(Beginning of Task material)

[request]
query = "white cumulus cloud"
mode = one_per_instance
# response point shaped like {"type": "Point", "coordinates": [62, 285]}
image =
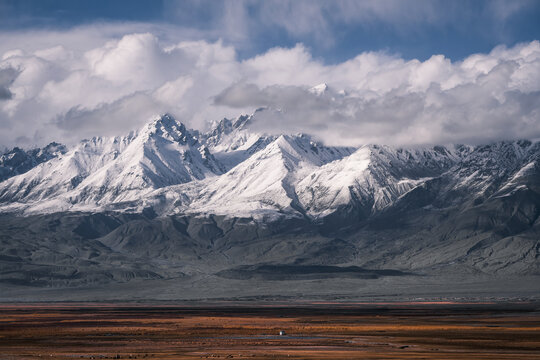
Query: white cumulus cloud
{"type": "Point", "coordinates": [66, 91]}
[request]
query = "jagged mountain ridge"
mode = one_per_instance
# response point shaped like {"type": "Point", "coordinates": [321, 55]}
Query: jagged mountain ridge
{"type": "Point", "coordinates": [221, 208]}
{"type": "Point", "coordinates": [234, 171]}
{"type": "Point", "coordinates": [18, 161]}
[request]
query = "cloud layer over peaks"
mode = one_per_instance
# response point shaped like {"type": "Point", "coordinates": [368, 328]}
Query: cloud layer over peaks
{"type": "Point", "coordinates": [66, 92]}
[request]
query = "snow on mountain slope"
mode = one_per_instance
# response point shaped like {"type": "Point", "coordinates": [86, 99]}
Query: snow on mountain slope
{"type": "Point", "coordinates": [231, 141]}
{"type": "Point", "coordinates": [266, 180]}
{"type": "Point", "coordinates": [18, 161]}
{"type": "Point", "coordinates": [105, 170]}
{"type": "Point", "coordinates": [491, 170]}
{"type": "Point", "coordinates": [372, 178]}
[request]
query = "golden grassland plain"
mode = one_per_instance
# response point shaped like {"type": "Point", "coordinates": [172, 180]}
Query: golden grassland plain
{"type": "Point", "coordinates": [251, 331]}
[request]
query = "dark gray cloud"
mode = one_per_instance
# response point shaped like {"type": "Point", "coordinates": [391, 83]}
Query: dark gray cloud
{"type": "Point", "coordinates": [7, 76]}
{"type": "Point", "coordinates": [65, 94]}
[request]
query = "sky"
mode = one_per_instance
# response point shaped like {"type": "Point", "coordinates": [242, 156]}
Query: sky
{"type": "Point", "coordinates": [397, 72]}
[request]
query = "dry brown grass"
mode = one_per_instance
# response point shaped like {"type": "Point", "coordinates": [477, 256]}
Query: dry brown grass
{"type": "Point", "coordinates": [110, 331]}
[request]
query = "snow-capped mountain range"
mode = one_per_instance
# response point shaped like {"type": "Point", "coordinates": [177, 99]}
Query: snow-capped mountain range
{"type": "Point", "coordinates": [234, 171]}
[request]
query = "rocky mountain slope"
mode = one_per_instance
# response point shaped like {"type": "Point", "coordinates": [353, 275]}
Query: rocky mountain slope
{"type": "Point", "coordinates": [168, 205]}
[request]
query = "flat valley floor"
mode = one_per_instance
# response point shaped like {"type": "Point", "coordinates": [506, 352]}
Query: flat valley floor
{"type": "Point", "coordinates": [251, 331]}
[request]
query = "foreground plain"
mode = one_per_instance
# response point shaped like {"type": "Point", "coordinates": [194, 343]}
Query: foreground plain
{"type": "Point", "coordinates": [242, 331]}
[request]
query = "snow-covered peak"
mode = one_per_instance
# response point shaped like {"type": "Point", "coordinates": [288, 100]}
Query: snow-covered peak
{"type": "Point", "coordinates": [108, 170]}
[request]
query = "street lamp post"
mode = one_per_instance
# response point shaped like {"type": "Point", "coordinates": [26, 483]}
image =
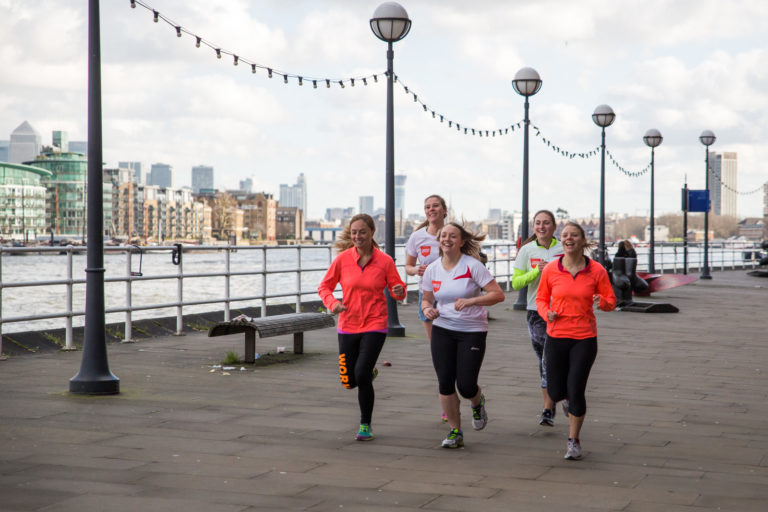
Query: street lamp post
{"type": "Point", "coordinates": [527, 82]}
{"type": "Point", "coordinates": [707, 138]}
{"type": "Point", "coordinates": [652, 138]}
{"type": "Point", "coordinates": [603, 116]}
{"type": "Point", "coordinates": [390, 23]}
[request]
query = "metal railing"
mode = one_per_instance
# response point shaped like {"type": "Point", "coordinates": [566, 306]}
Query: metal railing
{"type": "Point", "coordinates": [669, 258]}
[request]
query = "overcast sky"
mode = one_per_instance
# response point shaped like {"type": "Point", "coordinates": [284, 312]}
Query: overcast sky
{"type": "Point", "coordinates": [681, 66]}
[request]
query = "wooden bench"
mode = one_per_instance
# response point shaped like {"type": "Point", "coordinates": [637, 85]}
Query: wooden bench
{"type": "Point", "coordinates": [276, 325]}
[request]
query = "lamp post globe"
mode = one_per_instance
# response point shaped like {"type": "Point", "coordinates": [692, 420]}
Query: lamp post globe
{"type": "Point", "coordinates": [603, 116]}
{"type": "Point", "coordinates": [390, 23]}
{"type": "Point", "coordinates": [707, 138]}
{"type": "Point", "coordinates": [652, 139]}
{"type": "Point", "coordinates": [526, 83]}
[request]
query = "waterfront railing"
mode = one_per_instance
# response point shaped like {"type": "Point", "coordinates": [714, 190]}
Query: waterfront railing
{"type": "Point", "coordinates": [196, 277]}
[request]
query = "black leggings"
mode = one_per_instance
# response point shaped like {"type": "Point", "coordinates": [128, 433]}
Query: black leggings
{"type": "Point", "coordinates": [568, 364]}
{"type": "Point", "coordinates": [457, 357]}
{"type": "Point", "coordinates": [358, 353]}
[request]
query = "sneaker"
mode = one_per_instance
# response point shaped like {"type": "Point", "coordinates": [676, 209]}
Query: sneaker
{"type": "Point", "coordinates": [365, 433]}
{"type": "Point", "coordinates": [479, 416]}
{"type": "Point", "coordinates": [574, 450]}
{"type": "Point", "coordinates": [455, 439]}
{"type": "Point", "coordinates": [547, 418]}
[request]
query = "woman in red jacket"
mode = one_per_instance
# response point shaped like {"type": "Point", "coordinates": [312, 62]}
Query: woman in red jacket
{"type": "Point", "coordinates": [570, 288]}
{"type": "Point", "coordinates": [364, 272]}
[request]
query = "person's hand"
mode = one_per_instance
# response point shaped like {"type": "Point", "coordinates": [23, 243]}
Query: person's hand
{"type": "Point", "coordinates": [461, 304]}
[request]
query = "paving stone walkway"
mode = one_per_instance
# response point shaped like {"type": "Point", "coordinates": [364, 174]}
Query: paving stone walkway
{"type": "Point", "coordinates": [677, 421]}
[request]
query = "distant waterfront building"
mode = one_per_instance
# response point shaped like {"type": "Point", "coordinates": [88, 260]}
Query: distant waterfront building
{"type": "Point", "coordinates": [137, 170]}
{"type": "Point", "coordinates": [22, 201]}
{"type": "Point", "coordinates": [161, 175]}
{"type": "Point", "coordinates": [723, 183]}
{"type": "Point", "coordinates": [202, 178]}
{"type": "Point", "coordinates": [295, 195]}
{"type": "Point", "coordinates": [25, 144]}
{"type": "Point", "coordinates": [60, 140]}
{"type": "Point", "coordinates": [66, 194]}
{"type": "Point", "coordinates": [366, 205]}
{"type": "Point", "coordinates": [400, 196]}
{"type": "Point", "coordinates": [246, 185]}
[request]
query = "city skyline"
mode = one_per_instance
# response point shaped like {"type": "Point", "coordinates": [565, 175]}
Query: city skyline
{"type": "Point", "coordinates": [167, 101]}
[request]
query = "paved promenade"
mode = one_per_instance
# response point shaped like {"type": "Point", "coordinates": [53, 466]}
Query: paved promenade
{"type": "Point", "coordinates": [677, 421]}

(End of Task material)

→ Problem description
Print the entire listing precisely as written, omitting the images it holds.

→ Result of the task
[request]
query = "white cumulus cloud"
mode = one_per_instance
# response point shaped like {"type": "Point", "coordinates": [62, 285]}
image =
Query: white cumulus cloud
{"type": "Point", "coordinates": [66, 91]}
[request]
query = "jagged mountain ridge"
mode = one_per_instance
# response point shaped like {"type": "Point", "coordinates": [321, 55]}
Query: jagged mountain ridge
{"type": "Point", "coordinates": [221, 208]}
{"type": "Point", "coordinates": [234, 171]}
{"type": "Point", "coordinates": [18, 161]}
[request]
query = "cloud layer over peaks"
mode = one_per_instance
# response point shaped like {"type": "Point", "coordinates": [368, 328]}
Query: cloud layer over peaks
{"type": "Point", "coordinates": [66, 92]}
[request]
query = "snow on mountain slope"
mode = one_per_instance
# response point shaped like {"type": "Point", "coordinates": [86, 99]}
Query: snow on mountain slope
{"type": "Point", "coordinates": [231, 141]}
{"type": "Point", "coordinates": [266, 180]}
{"type": "Point", "coordinates": [18, 161]}
{"type": "Point", "coordinates": [105, 170]}
{"type": "Point", "coordinates": [491, 170]}
{"type": "Point", "coordinates": [372, 178]}
[request]
query = "golden grassland plain"
mode = one_per_instance
# response point shaped like {"type": "Point", "coordinates": [172, 180]}
Query: golden grassland plain
{"type": "Point", "coordinates": [251, 331]}
[request]
query = "dark gray cloud"
mode = one_per_instance
# response point shaped like {"type": "Point", "coordinates": [391, 83]}
Query: dark gray cloud
{"type": "Point", "coordinates": [7, 76]}
{"type": "Point", "coordinates": [65, 94]}
[request]
query = "sky"
mode = one_per_instance
# response point shaped like {"type": "Point", "coordinates": [242, 156]}
Query: sky
{"type": "Point", "coordinates": [397, 72]}
[request]
query = "dry brown grass"
mode = one_per_instance
# response point shaped like {"type": "Point", "coordinates": [477, 256]}
Query: dry brown grass
{"type": "Point", "coordinates": [110, 331]}
[request]
query = "snow-capped mountain range"
mode = one_per_instance
# response point shaped like {"type": "Point", "coordinates": [177, 99]}
Query: snow-capped mountain range
{"type": "Point", "coordinates": [234, 171]}
[request]
query = "rocky mountain slope"
mode = one_per_instance
# response point shaped like {"type": "Point", "coordinates": [353, 275]}
Query: rocky mountain slope
{"type": "Point", "coordinates": [168, 205]}
[request]
query = "flat valley floor"
mode = one_per_instance
# response point shaped like {"type": "Point", "coordinates": [506, 352]}
Query: flat valley floor
{"type": "Point", "coordinates": [251, 331]}
[request]
query = "foreground plain"
mode = one_per_instance
# response point shaped like {"type": "Point", "coordinates": [194, 343]}
Query: foreground plain
{"type": "Point", "coordinates": [242, 331]}
[request]
query = "snow-covered peak"
mode = one_per_instance
# response point shaped like {"type": "Point", "coordinates": [288, 100]}
Query: snow-covered peak
{"type": "Point", "coordinates": [108, 170]}
[request]
query = "street lamp post"
mode = one_per_instance
# response point shaped like {"type": "Point", "coordinates": [26, 483]}
image =
Query: street lamp post
{"type": "Point", "coordinates": [527, 82]}
{"type": "Point", "coordinates": [707, 138]}
{"type": "Point", "coordinates": [652, 138]}
{"type": "Point", "coordinates": [603, 116]}
{"type": "Point", "coordinates": [390, 23]}
[request]
query = "metal railing"
mode = one_per_instance
# response point shaped like {"type": "Point", "coordinates": [566, 306]}
Query: metal railing
{"type": "Point", "coordinates": [669, 258]}
[request]
query = "overcast sky"
mode = one_per_instance
# response point shaped like {"type": "Point", "coordinates": [284, 312]}
Query: overcast sky
{"type": "Point", "coordinates": [681, 66]}
[request]
query = "wooden bench"
mode = one_per_instance
# response point shaped like {"type": "Point", "coordinates": [637, 85]}
Query: wooden bench
{"type": "Point", "coordinates": [276, 325]}
[request]
query = "lamp post globe"
mode = one_per_instance
# response point shaped like {"type": "Point", "coordinates": [692, 420]}
Query: lamp post globe
{"type": "Point", "coordinates": [603, 116]}
{"type": "Point", "coordinates": [390, 23]}
{"type": "Point", "coordinates": [707, 138]}
{"type": "Point", "coordinates": [652, 139]}
{"type": "Point", "coordinates": [526, 83]}
[request]
query = "waterfront railing"
mode = one_per_instance
# response point shaped like {"type": "Point", "coordinates": [714, 190]}
Query: waterfront railing
{"type": "Point", "coordinates": [196, 277]}
[request]
query = "black leggings"
mode = one_per_instance
# response point shaped like {"type": "Point", "coordinates": [128, 433]}
Query: black leggings
{"type": "Point", "coordinates": [568, 364]}
{"type": "Point", "coordinates": [457, 357]}
{"type": "Point", "coordinates": [358, 353]}
[request]
query = "sneaker"
mode = one_per_instance
# response point shaped like {"type": "Point", "coordinates": [676, 209]}
Query: sneaker
{"type": "Point", "coordinates": [365, 433]}
{"type": "Point", "coordinates": [479, 416]}
{"type": "Point", "coordinates": [574, 450]}
{"type": "Point", "coordinates": [455, 439]}
{"type": "Point", "coordinates": [547, 418]}
[request]
query = "woman in red jacket"
mode = one_per_instance
# response point shaped like {"type": "Point", "coordinates": [312, 62]}
Query: woman in red jacket
{"type": "Point", "coordinates": [570, 288]}
{"type": "Point", "coordinates": [364, 272]}
[request]
query = "person's hand"
mode = one_per_instance
# response point shaped like {"type": "Point", "coordinates": [23, 243]}
Query: person's hand
{"type": "Point", "coordinates": [461, 304]}
[request]
query = "paving stone walkway"
mode = one_per_instance
# response point shaped like {"type": "Point", "coordinates": [364, 174]}
Query: paving stone walkway
{"type": "Point", "coordinates": [677, 421]}
[request]
query = "distant waterfront building"
mode = one_per_instance
# response point shaped like {"type": "Point", "coordinates": [88, 260]}
Query: distant waterfront building
{"type": "Point", "coordinates": [137, 170]}
{"type": "Point", "coordinates": [22, 201]}
{"type": "Point", "coordinates": [161, 175]}
{"type": "Point", "coordinates": [723, 183]}
{"type": "Point", "coordinates": [202, 178]}
{"type": "Point", "coordinates": [295, 195]}
{"type": "Point", "coordinates": [25, 144]}
{"type": "Point", "coordinates": [60, 140]}
{"type": "Point", "coordinates": [66, 194]}
{"type": "Point", "coordinates": [366, 205]}
{"type": "Point", "coordinates": [400, 196]}
{"type": "Point", "coordinates": [246, 185]}
[request]
query = "city skyline"
mode = one_per_instance
# response point shaped like {"type": "Point", "coordinates": [565, 175]}
Query: city skyline
{"type": "Point", "coordinates": [167, 101]}
[request]
query = "paved promenade"
mode = one_per_instance
# response point shaped like {"type": "Point", "coordinates": [53, 466]}
Query: paved promenade
{"type": "Point", "coordinates": [677, 421]}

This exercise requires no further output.